Goal of the exercise - List every kind of animal that the passage on zoo animal contraception names.

Document passage -
*****

His previous zoo decided to perform the procedure on the lion to keep the animal from impregnating its sister. Castration would have kept him from growing a mane, and the zoo wanted to keep the female off hormonal birth control because of its side effects.
There are options that humans can’t really relate to.
For snakes or birds, keepers can replace an egg with a decoy or choose not to incubate.
Immunocontraception, originally developed for feral horses, works by tricking the female’s body into creating antibodies against its own egg so the animal doesn’t become pregnant, Powell said.
The Dallas Zoo employs the method for its naked mole rat.
The animal is also capable of a kind of contraception that requires no human intervention.
A queen naked mole rat suppresses the ability for all other females in the group to cycle or reproduce. As soon as the queen dies, there’s a fight to take her place, Powell said.
Contraceptive measures can have side effects on animals, including an increased risk of cancer and difficulty becoming pregnant later.
“Sometimes altering their hormonal cycles alters their behavior and position in the social structure,” Bonar said.
Experts are also researching the physical effects of taking away the ability to breed.
The idea of developing contraception for zoo animals dates to the 1970s, when zoos realized there was not enough space to hold all the new offspring, Bonar said.
Around that time, biologists also started to learn the negative effects of inbreeding and zoos adopted a more thoughtful process that eventually led to the creation of the Species Survival Plan.
The plan, which manages 500 animal populations and is overseen by the Association of Zoos and Aquariums, plays matchmaker for animals at accredited zoos across the country.
When deciding where to place animals, studbook keepers and species coordinators consider the overall population of animals in human care and weigh the needs of different institutions: Does a zoo have space to take in a giraffe? Could it use a companion for an animal or another tiger for public display?

*****

Given information -
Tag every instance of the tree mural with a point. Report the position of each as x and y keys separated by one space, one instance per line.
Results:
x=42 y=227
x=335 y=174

*****

Answer box - lion, snakes, birds, feral horses, naked mole rat, giraffe, tiger